▸ MATERIAL FOR THE TASK
----
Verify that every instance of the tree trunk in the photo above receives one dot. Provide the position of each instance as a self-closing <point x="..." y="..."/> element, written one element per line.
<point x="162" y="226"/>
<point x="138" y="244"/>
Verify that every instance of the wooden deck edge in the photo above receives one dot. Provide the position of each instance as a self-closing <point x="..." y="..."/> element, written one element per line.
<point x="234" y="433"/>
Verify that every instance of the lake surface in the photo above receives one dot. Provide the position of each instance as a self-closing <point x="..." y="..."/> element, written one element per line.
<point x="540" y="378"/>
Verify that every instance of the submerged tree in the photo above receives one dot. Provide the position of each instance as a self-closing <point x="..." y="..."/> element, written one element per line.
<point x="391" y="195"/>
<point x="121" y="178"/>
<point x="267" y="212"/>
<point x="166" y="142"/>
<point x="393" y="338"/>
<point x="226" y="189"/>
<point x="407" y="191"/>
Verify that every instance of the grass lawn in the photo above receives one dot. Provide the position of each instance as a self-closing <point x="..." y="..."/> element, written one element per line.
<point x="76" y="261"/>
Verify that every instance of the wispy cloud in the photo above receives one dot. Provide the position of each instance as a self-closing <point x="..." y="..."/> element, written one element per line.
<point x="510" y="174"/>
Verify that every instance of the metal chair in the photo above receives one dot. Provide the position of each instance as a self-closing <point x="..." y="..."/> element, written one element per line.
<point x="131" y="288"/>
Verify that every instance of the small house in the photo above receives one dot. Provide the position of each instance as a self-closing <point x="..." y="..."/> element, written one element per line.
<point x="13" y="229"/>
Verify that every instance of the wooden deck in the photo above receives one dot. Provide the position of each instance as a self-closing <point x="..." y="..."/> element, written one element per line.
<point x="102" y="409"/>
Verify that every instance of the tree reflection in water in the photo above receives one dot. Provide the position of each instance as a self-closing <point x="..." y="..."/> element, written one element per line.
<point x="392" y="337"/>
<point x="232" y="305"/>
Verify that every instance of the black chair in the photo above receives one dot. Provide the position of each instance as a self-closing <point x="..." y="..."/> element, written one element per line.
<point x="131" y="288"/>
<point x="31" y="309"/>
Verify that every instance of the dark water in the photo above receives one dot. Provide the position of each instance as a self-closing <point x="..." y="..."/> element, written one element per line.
----
▸ WHAT THE TASK REQUIRES
Please set down the whole listing above without altering a single line.

▸ FULL OUTPUT
Verify that every instance of the tree trunk in the photo above receives one dot. Provide the position of each instance as a self-closing <point x="..." y="..."/> element, written one element per line.
<point x="162" y="226"/>
<point x="138" y="244"/>
Verify that every instance of the wooden deck edge in the photo above receives one dot. Provide the position of each instance as a self-closing <point x="..." y="..."/> element, written one element per line.
<point x="234" y="433"/>
Verify that every instance of the lake surface in the photo above receives one dot. Provide the position of each instance as a self-closing <point x="..." y="..."/> element, written one element per line.
<point x="540" y="378"/>
Verify that every instance of the submerged tree in the photo above receives one dot. Provide the position of each instance as a self-closing <point x="..." y="..."/> element, written one element per line.
<point x="391" y="195"/>
<point x="121" y="178"/>
<point x="267" y="212"/>
<point x="166" y="142"/>
<point x="393" y="338"/>
<point x="226" y="189"/>
<point x="407" y="191"/>
Verify that every instance of the grass lawn in the photo above receives one dot. Provide the position of each instance as a self-closing <point x="..." y="..."/> element, written one element per line.
<point x="76" y="261"/>
Verify that every instance of the wispy cloud in the photo above receives one dot. Provide the position of each instance as a self-closing <point x="..." y="..."/> element, written one element per line.
<point x="510" y="174"/>
Verify that every instance of the metal chair in the photo above receives one dot. Provide the position of each instance as a self-closing <point x="..." y="..."/> element, written one element per line.
<point x="131" y="288"/>
Verify that every instance of the small house in the photo above receives one dot. Provide the position of each instance as a self-closing <point x="..." y="..."/> element, written one element per line.
<point x="13" y="229"/>
Verify that every instance of the wooden deck in the photo above receives one dot. Provide the position of each instance as a self-closing <point x="..." y="..."/> element, written one element per line.
<point x="102" y="409"/>
Verify that every instance of the tree reflection in water in the photo above receives one dot. Provide the position of each instance as a self-closing <point x="..." y="..."/> element, written one element per line.
<point x="392" y="337"/>
<point x="232" y="305"/>
Verify that every instance of the black chair in the photo above receives one dot. Provide the position of each instance as a self-closing <point x="..." y="..."/> element, written one element per line.
<point x="131" y="288"/>
<point x="31" y="309"/>
Verify that every instance of the dark water in the photo above receives one dot. Provide the position of each instance as a self-closing <point x="..." y="..."/> element, written one element per line.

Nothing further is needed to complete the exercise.